● **EXTRACT PROVIDED**
━━━━━━━━━━

Re: [Spark Streaming] Starting Spark Streaming application from a specific position in Kinesis stream

2017-02-19 Thread Neil Maheshwari
Thanks for the advice Sam. I will look into implementing a structured streaming 
connector. 

> On Feb 19, 2017, at 11:54 AM, Sam Elamin  wrote:
> 
> HI Niel,
> 
> My advice would be to write a structured streaming connector. The new 
> structured streaming APIs were brought in to handle exactly the issues you 
> describe
> 
> See this blog
> 
> There isnt a structured streaming connector as of yet, but you can easily 
> write one that uses the underlying batch methods to read/write to Kinesis
> 
> Have a look at how I wrote my bigquery connector here. Plus the best thing is 
> we get a new connector to a highly used datasource/sink
> 
> Hope that helps
> 
> Regards
> Sam
> 
>> On Sun, Feb 19, 2017 at 5:53 PM, Neil Maheshwari 
>>  wrote:
>> Thanks for your response Ayan. 
>> 
>> This could be an option. One complication I see with that approach is that I 
>> do not want to miss any records that are between the data we have batched to 
>> the data store and the checkpoint. I would still need a mechanism for 
>> recording the sequence number of the last time the data was batched, so I 
>> could start the streaming application after that sequence number. 
>> 
>> A similar approach could be to batch our data periodically, recording the 
>> last sequence number of the batch. Then, fetch data from Kinesis using the 
>> low level API to read data from the latest sequence number of the batched 
>> data up until the sequence number of the latest checkpoint from our spark 
>> app. I could merge batched dataset and the dataset fetched from Kinesis’s 
>> lower level API, and use that dataset as an RDD to prep the job.
>> 
>>> On Feb 19, 2017, at 3:12 AM, ayan guha  wrote:
>>> 
>>> Hi
>>> 
>>> AFAIK, Kinesis does not provide any mechanism other than check point to 
>>> restart. That makes sense as it makes it so generic. 
>>> 
>>> Question: why cant you warm up your data from a data store? Say every 30 
>>> mins you run a job to aggregate your data to a data store for that hour.

━━━━━━━━━━

[Object point labels]
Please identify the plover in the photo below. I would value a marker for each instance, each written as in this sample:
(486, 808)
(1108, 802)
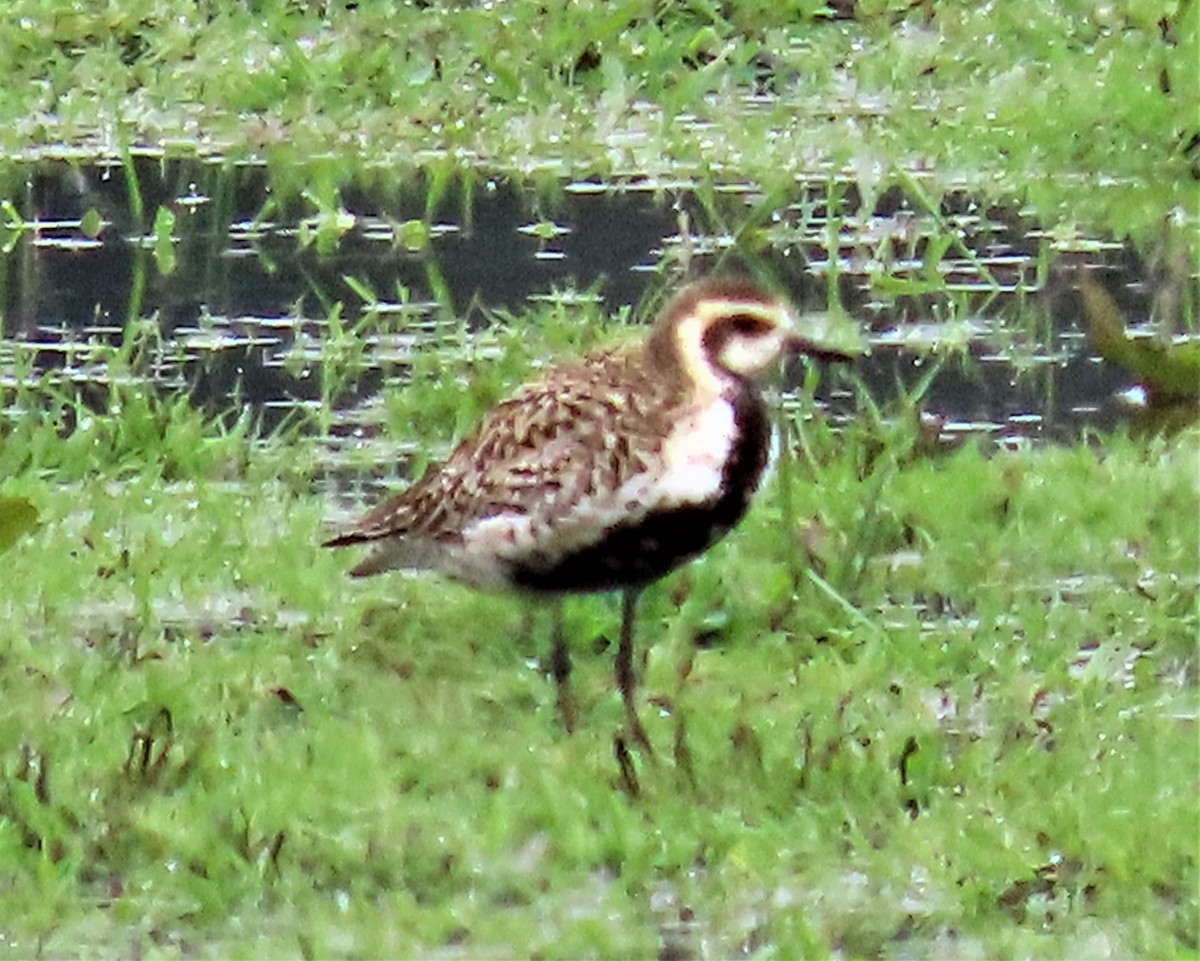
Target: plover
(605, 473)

━━━━━━━━━━

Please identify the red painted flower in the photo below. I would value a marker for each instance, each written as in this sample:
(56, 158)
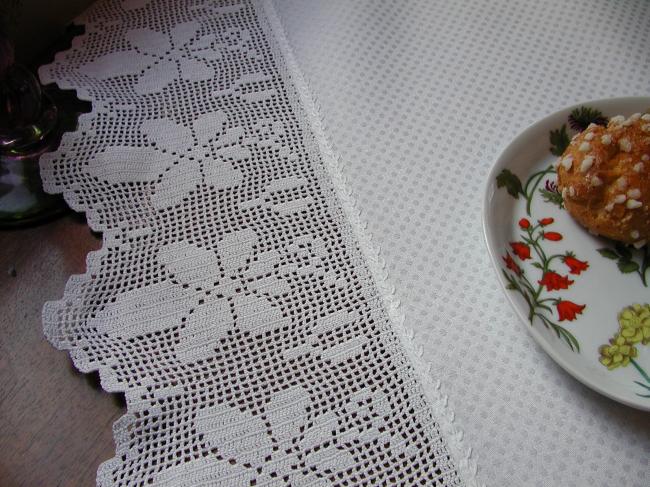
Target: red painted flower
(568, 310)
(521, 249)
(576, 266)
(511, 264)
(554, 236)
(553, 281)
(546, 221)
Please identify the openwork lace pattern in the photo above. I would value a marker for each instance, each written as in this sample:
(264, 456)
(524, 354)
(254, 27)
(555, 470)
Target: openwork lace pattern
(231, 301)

━━━━━━━━━━

● **ACTIONS TO TAKE**
1/ In the Spark Streaming thread, why does Sam advise writing a structured streaming connector? Answer in one to three sentences.
2/ Carry on the Spark Streaming thread from its last line.

● **IN RESPONSE**
1/ Sam says the new structured streaming APIs were brought in to handle exactly the issues Neil describes. No structured streaming connector for Kinesis exists yet, but one can easily be written using the underlying batch methods to read and write to Kinesis. It would also give a new connector to a highly used datasource and sink.

2/
>>> When you restart the streaming app it would read from dynamo check point, 
>>> but it would also preps an initial rdd from data store?
>>> 
>>> Best
>>> Ayan
 On Sun, 19 Feb 2017 at 8:29 pm, Neil Maheshwari 
  wrote:
 Hello, 
 
 I am building a Spark streaming application that ingests data from an 
 Amazon Kinesis stream. My application keeps track of the minimum price 
 over a window for groups of similar tickets. When I deploy the 
 application, I would like it to start processing at the start of the 
 previous hours data. This will warm up the state of the application and 
 allow us to deploy our application faster. For example, if I start the 
 application at 3 PM, I would like to process the data retained by Kinesis 
 from 2PM to 3PM, and then continue receiving data going forward. Spark 
 Streaming’s Kinesis receiver, which relies on the Amazon Kinesis Client 
 Library, seems to give me three options for choosing where to read from 
 the stream: 
 read from the latest checkpointed sequence number in Dynamo
 start from the oldest record in the stream (TRIM_HORIZON shard iterator 
 type)
 start from the most recent record in the stream (LATEST shard iterator 
 type)  
 
 Do you have any suggestions on how we could start our application at a 
 specific timestamp or sequence number in the Kinesis stream? Some ideas I 
 had were: 
 Create a KCL application that fetches the previous hour data and writes it 
 to HDFS. We can create an RDD from that dataset and initialize our Spark 
 Streaming job with it. The spark streaming job’s Kinesis receiver can have 
 the same name as the initial KCL application, and use that applications 
 checkpoint as the starting point. We’re writing our spark jobs in Python, 
 so this would require launching the java MultiLang daemon, or writing that 
 portion of the application in Java/Scala. 
 Before the Spark streaming application starts, we could fetch a shard 
 iterator using the AT_TIMESTAMP shard iterator type. We could record the 
 sequence number of the first record returned by this iterator, and create 
 an entry in Dynamo for our application for that sequence number. Our 
 Kinesis receiver would pick up from this checkpoint. It makes me a little 
 nervous that we would be faking Kinesis Client Library's protocol by 
 writing a checkpoint into Dynamo
 
 Thanks in advance!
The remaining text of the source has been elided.